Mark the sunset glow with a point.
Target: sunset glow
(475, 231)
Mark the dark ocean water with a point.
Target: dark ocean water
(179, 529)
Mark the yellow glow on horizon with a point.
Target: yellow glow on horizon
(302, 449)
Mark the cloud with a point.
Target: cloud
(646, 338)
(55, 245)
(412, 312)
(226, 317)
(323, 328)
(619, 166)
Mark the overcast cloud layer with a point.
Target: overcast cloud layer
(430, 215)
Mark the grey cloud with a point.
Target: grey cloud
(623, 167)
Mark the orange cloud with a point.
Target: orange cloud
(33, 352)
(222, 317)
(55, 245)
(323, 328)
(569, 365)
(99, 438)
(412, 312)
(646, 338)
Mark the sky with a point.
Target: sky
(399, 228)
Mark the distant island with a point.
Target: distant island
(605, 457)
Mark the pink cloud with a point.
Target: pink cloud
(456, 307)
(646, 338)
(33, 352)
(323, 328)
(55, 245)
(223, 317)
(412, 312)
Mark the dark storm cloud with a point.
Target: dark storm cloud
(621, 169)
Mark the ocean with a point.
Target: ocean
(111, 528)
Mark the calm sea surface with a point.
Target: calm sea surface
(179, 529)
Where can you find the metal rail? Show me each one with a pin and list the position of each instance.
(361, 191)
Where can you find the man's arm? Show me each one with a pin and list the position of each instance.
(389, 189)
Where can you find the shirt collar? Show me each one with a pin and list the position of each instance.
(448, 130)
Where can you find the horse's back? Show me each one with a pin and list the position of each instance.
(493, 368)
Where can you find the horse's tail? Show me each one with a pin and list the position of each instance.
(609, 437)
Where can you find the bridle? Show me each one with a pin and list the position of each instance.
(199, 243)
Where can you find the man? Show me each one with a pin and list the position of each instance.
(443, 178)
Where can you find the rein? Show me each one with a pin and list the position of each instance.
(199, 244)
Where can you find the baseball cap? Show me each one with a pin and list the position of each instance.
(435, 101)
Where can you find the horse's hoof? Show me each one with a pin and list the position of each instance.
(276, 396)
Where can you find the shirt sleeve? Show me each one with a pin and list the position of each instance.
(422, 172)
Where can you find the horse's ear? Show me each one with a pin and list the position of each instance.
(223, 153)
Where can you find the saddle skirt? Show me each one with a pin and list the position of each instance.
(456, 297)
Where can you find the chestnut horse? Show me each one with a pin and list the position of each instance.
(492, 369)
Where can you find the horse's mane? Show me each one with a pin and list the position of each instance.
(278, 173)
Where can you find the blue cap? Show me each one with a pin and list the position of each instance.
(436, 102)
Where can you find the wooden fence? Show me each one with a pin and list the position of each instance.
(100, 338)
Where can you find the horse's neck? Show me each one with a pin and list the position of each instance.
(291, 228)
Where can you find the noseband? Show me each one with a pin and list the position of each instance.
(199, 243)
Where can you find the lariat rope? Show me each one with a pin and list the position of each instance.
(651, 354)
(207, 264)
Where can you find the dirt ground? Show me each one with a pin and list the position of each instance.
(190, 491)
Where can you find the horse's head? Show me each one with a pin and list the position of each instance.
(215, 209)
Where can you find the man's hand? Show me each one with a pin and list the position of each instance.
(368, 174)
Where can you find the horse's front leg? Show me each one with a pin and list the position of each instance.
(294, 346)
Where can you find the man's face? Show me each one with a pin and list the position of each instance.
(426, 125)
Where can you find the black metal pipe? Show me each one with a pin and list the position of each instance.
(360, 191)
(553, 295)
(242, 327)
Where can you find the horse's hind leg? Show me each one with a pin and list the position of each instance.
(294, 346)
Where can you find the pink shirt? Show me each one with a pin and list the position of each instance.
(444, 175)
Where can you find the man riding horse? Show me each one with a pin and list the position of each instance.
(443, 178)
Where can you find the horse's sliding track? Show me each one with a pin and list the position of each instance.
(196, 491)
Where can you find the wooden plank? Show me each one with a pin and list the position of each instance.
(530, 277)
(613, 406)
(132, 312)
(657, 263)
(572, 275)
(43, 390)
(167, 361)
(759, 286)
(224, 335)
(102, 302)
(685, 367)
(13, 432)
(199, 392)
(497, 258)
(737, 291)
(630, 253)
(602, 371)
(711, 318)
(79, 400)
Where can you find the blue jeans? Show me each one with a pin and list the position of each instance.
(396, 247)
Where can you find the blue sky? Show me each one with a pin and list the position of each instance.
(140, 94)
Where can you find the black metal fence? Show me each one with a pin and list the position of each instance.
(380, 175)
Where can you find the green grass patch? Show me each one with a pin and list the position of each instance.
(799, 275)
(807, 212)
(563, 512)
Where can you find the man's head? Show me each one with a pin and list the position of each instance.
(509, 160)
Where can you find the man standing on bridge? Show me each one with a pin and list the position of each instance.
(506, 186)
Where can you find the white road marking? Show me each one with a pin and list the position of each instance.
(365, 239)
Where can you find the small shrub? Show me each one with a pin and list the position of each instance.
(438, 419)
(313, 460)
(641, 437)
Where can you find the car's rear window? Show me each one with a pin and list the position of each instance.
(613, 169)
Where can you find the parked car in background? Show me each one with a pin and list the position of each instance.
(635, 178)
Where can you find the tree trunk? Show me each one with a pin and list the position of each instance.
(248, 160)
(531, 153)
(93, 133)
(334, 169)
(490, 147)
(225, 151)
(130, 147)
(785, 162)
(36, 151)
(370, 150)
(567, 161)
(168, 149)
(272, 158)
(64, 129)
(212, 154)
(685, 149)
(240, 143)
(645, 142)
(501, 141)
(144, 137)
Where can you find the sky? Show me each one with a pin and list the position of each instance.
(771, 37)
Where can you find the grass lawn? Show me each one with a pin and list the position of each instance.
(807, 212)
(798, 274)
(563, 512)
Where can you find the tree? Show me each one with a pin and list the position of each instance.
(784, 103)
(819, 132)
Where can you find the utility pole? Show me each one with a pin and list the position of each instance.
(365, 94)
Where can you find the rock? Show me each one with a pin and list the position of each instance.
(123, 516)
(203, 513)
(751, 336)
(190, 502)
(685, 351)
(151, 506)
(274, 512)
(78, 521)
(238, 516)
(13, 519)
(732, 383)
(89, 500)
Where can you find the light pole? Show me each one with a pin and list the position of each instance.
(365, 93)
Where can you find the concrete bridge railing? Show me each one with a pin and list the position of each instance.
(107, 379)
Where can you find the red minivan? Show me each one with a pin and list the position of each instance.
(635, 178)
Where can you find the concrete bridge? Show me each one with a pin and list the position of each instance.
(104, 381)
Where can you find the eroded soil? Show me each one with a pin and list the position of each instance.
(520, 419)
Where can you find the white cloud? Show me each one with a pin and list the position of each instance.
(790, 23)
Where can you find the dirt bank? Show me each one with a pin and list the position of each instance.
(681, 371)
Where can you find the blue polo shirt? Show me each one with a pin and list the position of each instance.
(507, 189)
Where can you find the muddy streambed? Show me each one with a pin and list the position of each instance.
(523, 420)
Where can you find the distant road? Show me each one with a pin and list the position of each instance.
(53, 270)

▶ _TASK_
Rewrite the listing from the line with "Where can you find the blue polo" through its end, swapping "muddy" for "dry" and leaving everything else unchanged.

▶ _TASK RESULT_
Where can you find the blue polo shirt? Show me each one with a pin and list the position of each instance.
(507, 189)
Where can you find the dry streambed? Show me each one with a pin and list the position of each instance.
(523, 420)
Where can you find the distant road? Show me each one with a pin and list the position of each instance.
(53, 270)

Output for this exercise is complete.